### What the task asks
Output the listing word for word, minus images.

### Data to examine
•••

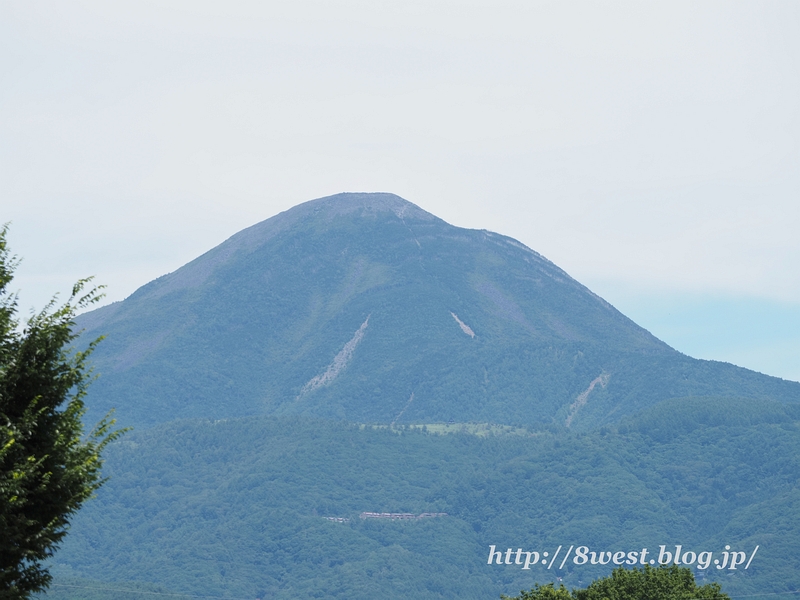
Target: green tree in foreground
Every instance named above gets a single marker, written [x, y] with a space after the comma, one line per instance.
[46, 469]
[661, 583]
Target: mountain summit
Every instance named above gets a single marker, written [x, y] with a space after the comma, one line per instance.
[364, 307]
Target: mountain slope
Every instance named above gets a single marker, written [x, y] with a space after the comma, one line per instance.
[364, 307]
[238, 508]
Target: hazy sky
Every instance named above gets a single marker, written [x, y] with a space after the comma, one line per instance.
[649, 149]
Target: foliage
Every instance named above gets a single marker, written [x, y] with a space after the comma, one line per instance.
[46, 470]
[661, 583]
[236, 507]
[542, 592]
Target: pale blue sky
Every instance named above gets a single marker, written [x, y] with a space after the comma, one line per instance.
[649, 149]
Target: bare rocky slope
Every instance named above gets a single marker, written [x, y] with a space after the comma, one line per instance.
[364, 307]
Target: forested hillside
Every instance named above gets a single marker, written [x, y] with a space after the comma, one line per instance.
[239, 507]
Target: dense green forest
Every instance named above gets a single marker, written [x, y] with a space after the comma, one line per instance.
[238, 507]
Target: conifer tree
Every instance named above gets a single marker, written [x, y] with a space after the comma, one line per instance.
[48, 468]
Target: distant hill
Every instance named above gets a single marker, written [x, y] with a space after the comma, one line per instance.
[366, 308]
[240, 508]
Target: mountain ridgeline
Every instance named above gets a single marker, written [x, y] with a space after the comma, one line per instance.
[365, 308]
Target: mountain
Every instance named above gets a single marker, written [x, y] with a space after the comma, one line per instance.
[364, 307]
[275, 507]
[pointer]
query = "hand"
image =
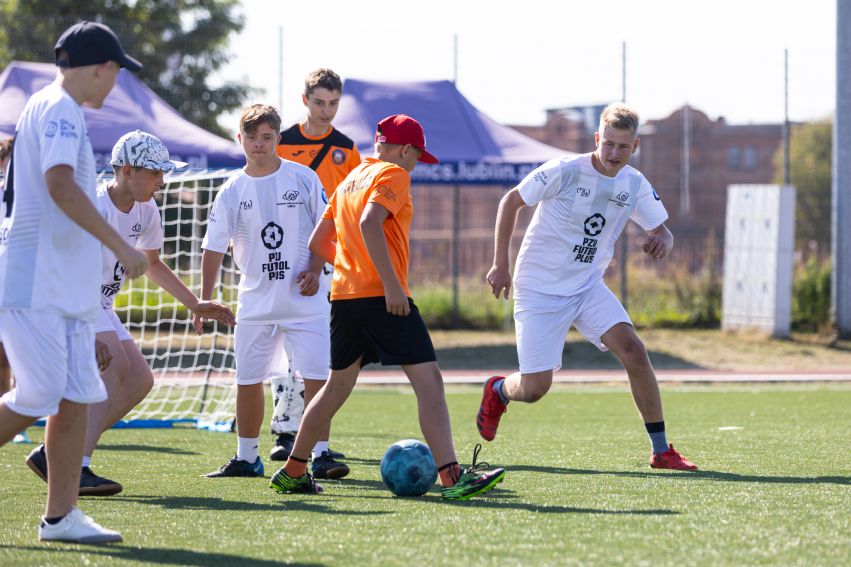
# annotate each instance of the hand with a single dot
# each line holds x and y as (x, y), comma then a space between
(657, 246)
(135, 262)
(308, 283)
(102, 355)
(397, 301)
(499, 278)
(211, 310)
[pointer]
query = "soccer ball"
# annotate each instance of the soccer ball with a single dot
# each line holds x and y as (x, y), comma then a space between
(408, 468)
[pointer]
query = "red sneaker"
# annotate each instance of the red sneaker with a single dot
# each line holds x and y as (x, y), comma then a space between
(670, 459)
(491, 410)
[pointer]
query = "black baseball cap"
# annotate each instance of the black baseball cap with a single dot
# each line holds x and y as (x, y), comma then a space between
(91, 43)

•••

### Your solution
Target: green tree in foreground
Every instance named above gets a single marker, written [x, y] with a space after the comma, one line per instance.
[46, 469]
[661, 583]
Target: mountain summit
Every instance named above gets a single marker, written [x, y] with a space after the comma, one line per instance.
[364, 307]
Target: mountain slope
Every instance named above gets a single marker, written [x, y] with a space after the comma, one line per instance.
[364, 307]
[238, 508]
Target: hazy sky
Every instance named above gets a single marker, written [x, y] with a space after the comma, one line per instance.
[649, 149]
Target: foliage
Every instance named above gets a single marker, written [x, y] with a space after the comma, one line per instance.
[46, 470]
[661, 583]
[236, 507]
[542, 592]
Target: pale blue sky
Every instance named above gets a single marker, written [x, y] with a space after the comma, one line per instance.
[649, 149]
Target: bare rocky slope
Every instance named above gets a single marker, written [x, y] with a space after the comma, one line per instance.
[364, 307]
Target: forested hillside
Every instance named above gets a single marker, written [x, y] with a space after the comma, one line per instance.
[239, 507]
Target: dense green forest
Every instance named above gets a single marker, written [x, y] with a space after the comma, one line per instance.
[238, 507]
Target: conifer tree
Every instance named above gets a single marker, written [x, y] with a space after the comma, one line per instance.
[48, 468]
Target: distant hill
Every instance named above gets a single marker, written [x, y] with a space after the comma, one line per instance.
[366, 308]
[240, 508]
Target: mountain ridgeline
Every instance named above gets a single marker, written [x, y] with a space after the comma, one line per instance.
[365, 308]
Target: mountain
Every instance named above gets a single marker, written [x, y] with a space after the comma, one line per instance.
[364, 307]
[275, 507]
[pointer]
query = "hand"
image =
# annotate each instance of the hand with a single dot
# each line holds x and y as (x, y), comma then a space between
(657, 246)
(135, 262)
(308, 283)
(102, 355)
(397, 301)
(499, 278)
(211, 310)
[pointer]
query = "soccer ball"
# annotate each instance of the soccer ball with a single dot
# each line holds x and y as (x, y), comma then a space between
(408, 468)
[pointer]
query = "red sneaker"
# annotate each instance of the red sneaker with a single dot
# each line holds x and y as (x, y), comma then a space between
(670, 459)
(491, 410)
[pointer]
query = "black baseball cap"
# annotate each instance of the black baseball cap with a single dot
# each line holds x and y as (x, y), comma then a space between
(91, 43)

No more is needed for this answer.